### PROBLEM TO SOLVE
Which lines in the entries below contain the string "black"? Return every one of them, and treat uppercase and lowercase letters as different.

### RECORDS FOR THIS EXERCISE
- - - - -

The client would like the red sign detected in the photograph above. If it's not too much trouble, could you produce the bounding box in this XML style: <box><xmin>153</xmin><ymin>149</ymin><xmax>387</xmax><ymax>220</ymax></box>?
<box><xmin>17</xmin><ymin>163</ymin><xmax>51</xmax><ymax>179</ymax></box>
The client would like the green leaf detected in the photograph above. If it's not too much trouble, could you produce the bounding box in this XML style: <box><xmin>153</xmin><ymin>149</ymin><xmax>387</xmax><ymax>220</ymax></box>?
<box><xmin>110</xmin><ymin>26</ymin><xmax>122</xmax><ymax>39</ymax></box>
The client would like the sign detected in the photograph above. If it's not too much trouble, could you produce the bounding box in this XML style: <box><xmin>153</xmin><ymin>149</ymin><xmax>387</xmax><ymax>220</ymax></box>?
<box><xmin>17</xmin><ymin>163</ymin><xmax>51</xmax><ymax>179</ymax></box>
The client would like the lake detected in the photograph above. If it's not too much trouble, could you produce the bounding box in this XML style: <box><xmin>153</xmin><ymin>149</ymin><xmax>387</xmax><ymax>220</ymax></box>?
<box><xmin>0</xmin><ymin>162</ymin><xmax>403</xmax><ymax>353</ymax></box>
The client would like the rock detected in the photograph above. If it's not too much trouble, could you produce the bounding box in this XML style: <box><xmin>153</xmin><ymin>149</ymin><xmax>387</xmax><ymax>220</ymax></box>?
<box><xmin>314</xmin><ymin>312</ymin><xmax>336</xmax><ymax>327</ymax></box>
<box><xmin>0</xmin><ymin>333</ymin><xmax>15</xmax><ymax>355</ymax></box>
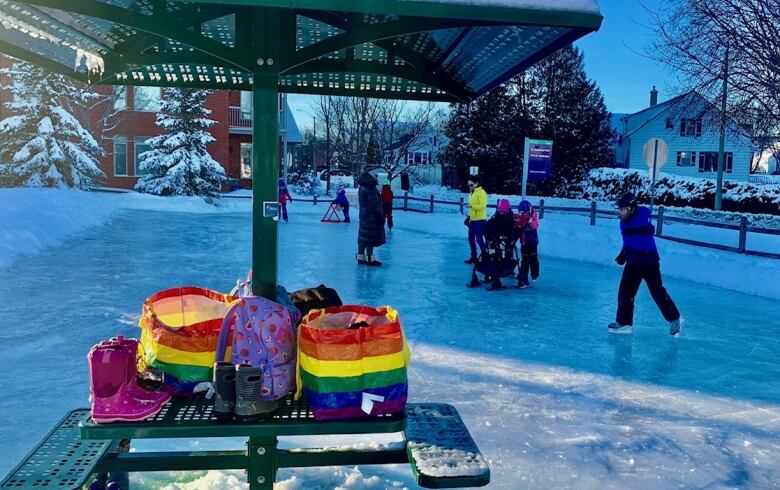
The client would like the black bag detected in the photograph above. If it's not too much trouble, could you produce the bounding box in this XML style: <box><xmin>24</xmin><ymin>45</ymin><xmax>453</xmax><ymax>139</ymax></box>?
<box><xmin>290</xmin><ymin>284</ymin><xmax>344</xmax><ymax>316</ymax></box>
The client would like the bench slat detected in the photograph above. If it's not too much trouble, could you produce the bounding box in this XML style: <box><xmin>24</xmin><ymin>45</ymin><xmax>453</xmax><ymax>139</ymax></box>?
<box><xmin>405</xmin><ymin>403</ymin><xmax>490</xmax><ymax>488</ymax></box>
<box><xmin>0</xmin><ymin>409</ymin><xmax>114</xmax><ymax>490</ymax></box>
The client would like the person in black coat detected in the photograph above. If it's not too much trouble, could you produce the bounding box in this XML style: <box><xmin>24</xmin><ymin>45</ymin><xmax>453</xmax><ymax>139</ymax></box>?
<box><xmin>357</xmin><ymin>172</ymin><xmax>385</xmax><ymax>266</ymax></box>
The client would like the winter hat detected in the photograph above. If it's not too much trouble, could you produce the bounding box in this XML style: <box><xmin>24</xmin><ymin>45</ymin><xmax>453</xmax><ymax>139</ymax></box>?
<box><xmin>517</xmin><ymin>199</ymin><xmax>531</xmax><ymax>213</ymax></box>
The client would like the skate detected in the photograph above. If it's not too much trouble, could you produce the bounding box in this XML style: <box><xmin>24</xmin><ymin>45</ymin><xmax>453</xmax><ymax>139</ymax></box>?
<box><xmin>607</xmin><ymin>322</ymin><xmax>633</xmax><ymax>335</ymax></box>
<box><xmin>669</xmin><ymin>317</ymin><xmax>685</xmax><ymax>337</ymax></box>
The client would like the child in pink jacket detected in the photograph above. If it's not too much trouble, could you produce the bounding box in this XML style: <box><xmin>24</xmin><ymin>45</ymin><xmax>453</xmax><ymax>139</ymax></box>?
<box><xmin>515</xmin><ymin>200</ymin><xmax>539</xmax><ymax>288</ymax></box>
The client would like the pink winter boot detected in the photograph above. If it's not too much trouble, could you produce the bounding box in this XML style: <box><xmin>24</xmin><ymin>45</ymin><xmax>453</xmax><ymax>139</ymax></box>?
<box><xmin>87</xmin><ymin>344</ymin><xmax>168</xmax><ymax>424</ymax></box>
<box><xmin>99</xmin><ymin>335</ymin><xmax>171</xmax><ymax>406</ymax></box>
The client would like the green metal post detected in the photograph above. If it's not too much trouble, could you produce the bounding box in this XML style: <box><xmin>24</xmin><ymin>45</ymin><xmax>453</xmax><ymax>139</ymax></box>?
<box><xmin>715</xmin><ymin>42</ymin><xmax>729</xmax><ymax>211</ymax></box>
<box><xmin>247</xmin><ymin>437</ymin><xmax>278</xmax><ymax>490</ymax></box>
<box><xmin>252</xmin><ymin>73</ymin><xmax>279</xmax><ymax>299</ymax></box>
<box><xmin>250</xmin><ymin>8</ymin><xmax>282</xmax><ymax>299</ymax></box>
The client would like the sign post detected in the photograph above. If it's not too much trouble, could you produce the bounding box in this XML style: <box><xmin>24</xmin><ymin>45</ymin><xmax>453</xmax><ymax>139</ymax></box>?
<box><xmin>522</xmin><ymin>138</ymin><xmax>552</xmax><ymax>199</ymax></box>
<box><xmin>643</xmin><ymin>138</ymin><xmax>669</xmax><ymax>214</ymax></box>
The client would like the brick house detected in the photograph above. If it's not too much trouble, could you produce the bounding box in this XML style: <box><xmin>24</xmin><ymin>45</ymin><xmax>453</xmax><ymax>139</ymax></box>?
<box><xmin>0</xmin><ymin>57</ymin><xmax>303</xmax><ymax>189</ymax></box>
<box><xmin>91</xmin><ymin>87</ymin><xmax>303</xmax><ymax>189</ymax></box>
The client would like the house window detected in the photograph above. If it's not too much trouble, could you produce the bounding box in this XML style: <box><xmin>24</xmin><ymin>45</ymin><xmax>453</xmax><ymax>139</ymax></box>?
<box><xmin>134</xmin><ymin>138</ymin><xmax>152</xmax><ymax>177</ymax></box>
<box><xmin>677</xmin><ymin>151</ymin><xmax>693</xmax><ymax>167</ymax></box>
<box><xmin>112</xmin><ymin>85</ymin><xmax>127</xmax><ymax>111</ymax></box>
<box><xmin>114</xmin><ymin>136</ymin><xmax>127</xmax><ymax>177</ymax></box>
<box><xmin>699</xmin><ymin>151</ymin><xmax>734</xmax><ymax>174</ymax></box>
<box><xmin>680</xmin><ymin>118</ymin><xmax>701</xmax><ymax>136</ymax></box>
<box><xmin>406</xmin><ymin>151</ymin><xmax>431</xmax><ymax>165</ymax></box>
<box><xmin>133</xmin><ymin>87</ymin><xmax>161</xmax><ymax>112</ymax></box>
<box><xmin>241</xmin><ymin>90</ymin><xmax>252</xmax><ymax>119</ymax></box>
<box><xmin>241</xmin><ymin>143</ymin><xmax>252</xmax><ymax>179</ymax></box>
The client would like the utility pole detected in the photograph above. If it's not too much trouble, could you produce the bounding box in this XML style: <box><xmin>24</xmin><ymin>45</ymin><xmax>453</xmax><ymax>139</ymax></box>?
<box><xmin>715</xmin><ymin>41</ymin><xmax>729</xmax><ymax>211</ymax></box>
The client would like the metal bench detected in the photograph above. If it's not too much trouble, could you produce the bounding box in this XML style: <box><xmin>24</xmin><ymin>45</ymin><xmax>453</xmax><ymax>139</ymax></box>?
<box><xmin>0</xmin><ymin>409</ymin><xmax>115</xmax><ymax>490</ymax></box>
<box><xmin>2</xmin><ymin>396</ymin><xmax>490</xmax><ymax>490</ymax></box>
<box><xmin>404</xmin><ymin>403</ymin><xmax>490</xmax><ymax>488</ymax></box>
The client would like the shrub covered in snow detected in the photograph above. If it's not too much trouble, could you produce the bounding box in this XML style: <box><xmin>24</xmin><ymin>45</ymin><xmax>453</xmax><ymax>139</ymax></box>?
<box><xmin>135</xmin><ymin>88</ymin><xmax>227</xmax><ymax>203</ymax></box>
<box><xmin>0</xmin><ymin>62</ymin><xmax>105</xmax><ymax>188</ymax></box>
<box><xmin>579</xmin><ymin>168</ymin><xmax>780</xmax><ymax>215</ymax></box>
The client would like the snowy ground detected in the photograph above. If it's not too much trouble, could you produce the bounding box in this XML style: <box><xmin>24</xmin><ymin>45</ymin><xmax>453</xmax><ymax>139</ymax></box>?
<box><xmin>0</xmin><ymin>191</ymin><xmax>780</xmax><ymax>490</ymax></box>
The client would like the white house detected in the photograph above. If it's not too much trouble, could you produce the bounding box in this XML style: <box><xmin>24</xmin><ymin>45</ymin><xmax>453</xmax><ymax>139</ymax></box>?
<box><xmin>613</xmin><ymin>87</ymin><xmax>754</xmax><ymax>181</ymax></box>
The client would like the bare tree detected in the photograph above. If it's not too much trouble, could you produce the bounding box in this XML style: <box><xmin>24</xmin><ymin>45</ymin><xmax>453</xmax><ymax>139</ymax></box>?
<box><xmin>374</xmin><ymin>100</ymin><xmax>443</xmax><ymax>181</ymax></box>
<box><xmin>646</xmin><ymin>0</ymin><xmax>780</xmax><ymax>149</ymax></box>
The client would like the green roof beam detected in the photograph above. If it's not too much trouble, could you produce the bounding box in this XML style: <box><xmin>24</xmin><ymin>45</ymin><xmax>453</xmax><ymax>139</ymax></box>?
<box><xmin>284</xmin><ymin>59</ymin><xmax>470</xmax><ymax>102</ymax></box>
<box><xmin>168</xmin><ymin>0</ymin><xmax>602</xmax><ymax>29</ymax></box>
<box><xmin>282</xmin><ymin>12</ymin><xmax>500</xmax><ymax>73</ymax></box>
<box><xmin>20</xmin><ymin>0</ymin><xmax>251</xmax><ymax>70</ymax></box>
<box><xmin>0</xmin><ymin>40</ymin><xmax>89</xmax><ymax>83</ymax></box>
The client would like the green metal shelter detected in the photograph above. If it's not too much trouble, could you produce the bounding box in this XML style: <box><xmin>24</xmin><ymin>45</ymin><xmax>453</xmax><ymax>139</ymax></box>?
<box><xmin>0</xmin><ymin>0</ymin><xmax>602</xmax><ymax>297</ymax></box>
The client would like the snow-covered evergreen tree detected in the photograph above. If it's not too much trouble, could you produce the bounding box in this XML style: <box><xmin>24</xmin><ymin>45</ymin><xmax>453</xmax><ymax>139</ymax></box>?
<box><xmin>0</xmin><ymin>61</ymin><xmax>105</xmax><ymax>188</ymax></box>
<box><xmin>135</xmin><ymin>88</ymin><xmax>227</xmax><ymax>204</ymax></box>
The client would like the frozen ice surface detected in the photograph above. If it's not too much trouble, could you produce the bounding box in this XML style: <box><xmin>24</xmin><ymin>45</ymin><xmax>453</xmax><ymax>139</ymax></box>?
<box><xmin>0</xmin><ymin>201</ymin><xmax>780</xmax><ymax>490</ymax></box>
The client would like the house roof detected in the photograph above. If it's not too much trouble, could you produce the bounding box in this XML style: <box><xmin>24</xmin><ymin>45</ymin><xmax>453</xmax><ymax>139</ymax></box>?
<box><xmin>623</xmin><ymin>90</ymin><xmax>750</xmax><ymax>137</ymax></box>
<box><xmin>0</xmin><ymin>0</ymin><xmax>602</xmax><ymax>102</ymax></box>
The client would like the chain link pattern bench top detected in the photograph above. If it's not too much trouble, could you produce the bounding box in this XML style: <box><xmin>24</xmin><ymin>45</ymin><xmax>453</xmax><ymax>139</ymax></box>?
<box><xmin>404</xmin><ymin>403</ymin><xmax>490</xmax><ymax>488</ymax></box>
<box><xmin>0</xmin><ymin>409</ymin><xmax>114</xmax><ymax>490</ymax></box>
<box><xmin>81</xmin><ymin>395</ymin><xmax>406</xmax><ymax>439</ymax></box>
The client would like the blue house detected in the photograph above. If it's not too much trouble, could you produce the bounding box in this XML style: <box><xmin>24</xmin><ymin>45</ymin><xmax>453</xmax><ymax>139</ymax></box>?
<box><xmin>612</xmin><ymin>87</ymin><xmax>754</xmax><ymax>181</ymax></box>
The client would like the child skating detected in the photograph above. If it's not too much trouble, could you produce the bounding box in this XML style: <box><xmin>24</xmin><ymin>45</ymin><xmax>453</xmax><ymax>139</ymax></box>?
<box><xmin>515</xmin><ymin>200</ymin><xmax>539</xmax><ymax>288</ymax></box>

- - - - -

### OUTPUT OF THE TASK
The client would like the black bag detected in the photograph above. If it's not too much trouble, could you produce the bounding box in this XML style: <box><xmin>24</xmin><ymin>45</ymin><xmax>453</xmax><ymax>139</ymax></box>?
The client would like the person in black coat detected in the photograph above. If it's not too much trouble, could you produce the bounding box in this XML style: <box><xmin>24</xmin><ymin>45</ymin><xmax>453</xmax><ymax>139</ymax></box>?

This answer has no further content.